▸ Textauszug
* * * * *

Wir kommen am Strand an. Hier bestätigt sich mein bisheriger Eindruck. Überall Müll, laute Musik, Sofas im Sand, diverse Shops die ungesundes Zeug verkaufen, viele Menschen und verwilderte Hunde. Die Menschen sitzen in Gruppen auf Tüchern und rauchen Shisha. Es wird am Strand gegrillt und ungefähr alles ist Mülleimer. Zwischen den Badegästen fahren mit unglaublichem Lärm haufenweise Quads. Auch wenn irgendwie nichts Schlimmeres zu passieren scheint frage ich mich schon. Will man so wirklich baden? Will man so wirklich leben?

Es scheint die Leute nicht zu stören. Vermutlich haben sie sich längst an das alles gewöhnt. Für mich ist es katastrophal. Aber ich wundere mich nicht. Wenn ich im Iran oder der Türkei bisher in ein Naturschutzgebiet gefahren bin konnte ich mir mit einem sicher sein. Es wird dort haufenweise Grillplätze, Shops, Müll, provisorische Hütten und parkende Autos geben, die Natur aber wird bestimmt nicht geschützt. Einen Sinn für bzw gegen Umweltverschmutzung suche ich vergebens. Wie oft werde ich ausgelacht weil ich keine Plastiktüte will. Ich frage mich immer öfter was und wo eigentlich die iranische Kultur ist? Das Meiste was ich sehe ist westlich, nur in kaputt. Oder habe ich durch meinen Gemütszustand einfach generell den Blick für Negatives gerade und bin blind für den Rest? Nach einem Spaziergang fahren wir wieder zurück. Zuhause angekommen gehen wir Farahds Opa in der Nebenwohnung besuchen. Als wir das Zimmer betreten, mustern mich 30 starrende Augen. Ich bin etwas erschlagen aber alle sind super nett und herzlich. Natürlich bin ich zum Abendessen eingeladen. Aber wie macht man ein Familienessen ohne Tisch und ohne Sitzmöglichkeit? Nunja, eine lange Folie am Boden wird der Tisch. Die ganze Familie sitzt am Boden und isst. Es gibt Fleischsuppe. Ich habe mich schon wieder etwas daran gewöhnt. Es ist nicht das erste mal auf dieser Reise, denn fleischlos kennen einfach nur wenige Kulturen. Am nächsten Tag fährt Farahd noch ein kurzes Stück mit. Beim Abschied schenkt er mir eine Holzkette auf die ein Berg geschnitzt ist. Total lieb. Ich denke er wollte mir etwas Bleibendes mitgeben. Das hat er geschafft. Einen ruhigen Iraner trifft man nicht alle Tage.

* * * * *

▸ Gegebene Zeilen
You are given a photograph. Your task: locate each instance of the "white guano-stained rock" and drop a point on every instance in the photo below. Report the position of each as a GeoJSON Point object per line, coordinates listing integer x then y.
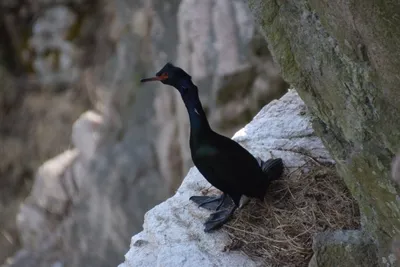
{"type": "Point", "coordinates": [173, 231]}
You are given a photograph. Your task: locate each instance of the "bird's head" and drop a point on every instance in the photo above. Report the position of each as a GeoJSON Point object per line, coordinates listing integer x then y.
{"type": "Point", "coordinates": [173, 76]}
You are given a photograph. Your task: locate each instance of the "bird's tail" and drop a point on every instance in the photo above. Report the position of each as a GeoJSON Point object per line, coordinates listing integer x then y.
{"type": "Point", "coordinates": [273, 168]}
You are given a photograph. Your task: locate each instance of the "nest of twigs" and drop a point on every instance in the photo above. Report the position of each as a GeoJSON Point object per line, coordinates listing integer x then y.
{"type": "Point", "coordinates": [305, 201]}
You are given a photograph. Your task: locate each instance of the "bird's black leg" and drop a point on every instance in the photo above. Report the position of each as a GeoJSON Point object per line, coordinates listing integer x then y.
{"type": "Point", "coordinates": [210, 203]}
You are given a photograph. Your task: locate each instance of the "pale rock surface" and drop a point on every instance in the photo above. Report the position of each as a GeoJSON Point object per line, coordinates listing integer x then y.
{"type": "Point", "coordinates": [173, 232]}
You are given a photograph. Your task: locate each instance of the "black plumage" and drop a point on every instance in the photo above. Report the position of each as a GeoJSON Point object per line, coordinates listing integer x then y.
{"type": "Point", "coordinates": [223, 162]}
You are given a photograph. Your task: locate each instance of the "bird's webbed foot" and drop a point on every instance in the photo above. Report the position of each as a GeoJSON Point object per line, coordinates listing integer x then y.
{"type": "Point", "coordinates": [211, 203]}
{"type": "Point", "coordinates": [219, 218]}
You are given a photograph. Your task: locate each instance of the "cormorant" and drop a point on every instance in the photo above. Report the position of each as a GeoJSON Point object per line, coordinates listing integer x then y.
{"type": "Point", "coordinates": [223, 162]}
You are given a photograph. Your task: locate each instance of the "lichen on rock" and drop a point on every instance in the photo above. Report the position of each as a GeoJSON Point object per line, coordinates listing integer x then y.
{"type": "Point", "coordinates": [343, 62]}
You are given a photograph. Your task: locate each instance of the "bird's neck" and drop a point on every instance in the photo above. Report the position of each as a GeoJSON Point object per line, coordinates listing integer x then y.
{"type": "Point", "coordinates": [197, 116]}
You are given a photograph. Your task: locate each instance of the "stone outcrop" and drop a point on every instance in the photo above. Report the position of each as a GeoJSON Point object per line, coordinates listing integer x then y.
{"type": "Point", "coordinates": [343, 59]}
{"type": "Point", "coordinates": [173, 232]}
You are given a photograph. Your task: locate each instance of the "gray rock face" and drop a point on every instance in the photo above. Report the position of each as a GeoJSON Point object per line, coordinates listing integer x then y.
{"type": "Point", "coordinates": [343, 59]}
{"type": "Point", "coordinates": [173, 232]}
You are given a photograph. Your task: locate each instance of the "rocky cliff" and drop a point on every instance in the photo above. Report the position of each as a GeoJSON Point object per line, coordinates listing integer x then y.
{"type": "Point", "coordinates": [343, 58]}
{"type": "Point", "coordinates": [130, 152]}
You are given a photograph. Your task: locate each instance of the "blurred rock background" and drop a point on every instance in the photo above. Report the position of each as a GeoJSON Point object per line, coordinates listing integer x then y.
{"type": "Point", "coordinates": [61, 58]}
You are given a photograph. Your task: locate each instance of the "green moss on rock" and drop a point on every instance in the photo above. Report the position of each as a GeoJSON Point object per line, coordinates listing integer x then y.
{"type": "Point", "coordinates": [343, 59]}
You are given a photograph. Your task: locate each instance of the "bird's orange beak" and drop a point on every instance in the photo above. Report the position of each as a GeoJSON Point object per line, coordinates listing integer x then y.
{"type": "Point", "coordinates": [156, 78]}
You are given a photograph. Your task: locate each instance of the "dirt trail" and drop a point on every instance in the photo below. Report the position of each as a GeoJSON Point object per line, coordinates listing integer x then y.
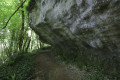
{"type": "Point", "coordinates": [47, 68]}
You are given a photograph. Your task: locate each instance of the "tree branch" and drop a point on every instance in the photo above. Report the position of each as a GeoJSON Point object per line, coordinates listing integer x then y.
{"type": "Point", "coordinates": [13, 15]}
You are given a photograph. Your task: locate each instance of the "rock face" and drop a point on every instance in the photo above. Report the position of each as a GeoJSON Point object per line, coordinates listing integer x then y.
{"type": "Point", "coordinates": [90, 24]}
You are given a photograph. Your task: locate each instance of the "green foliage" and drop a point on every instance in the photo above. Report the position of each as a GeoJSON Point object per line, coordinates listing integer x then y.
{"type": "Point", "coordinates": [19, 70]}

* * * * *

▸ Aufgabenstellung
Schreiben Sie aus dem Reisebericht über den Strandbesuch die Passage wörtlich heraus, die mit „Wir kommen am“ beginnt und sich bis einschließlich „so wirklich leben?“ erstreckt.

▸ Lösung
Wir kommen am Strand an. Hier bestätigt sich mein bisheriger Eindruck. Überall Müll, laute Musik, Sofas im Sand, diverse Shops die ungesundes Zeug verkaufen, viele Menschen und verwilderte Hunde. Die Menschen sitzen in Gruppen auf Tüchern und rauchen Shisha. Es wird am Strand gegrillt und ungefähr alles ist Mülleimer. Zwischen den Badegästen fahren mit unglaublichem Lärm haufenweise Quads. Auch wenn irgendwie nichts Schlimmeres zu passieren scheint frage ich mich schon. Will man so wirklich baden? Will man so wirklich leben?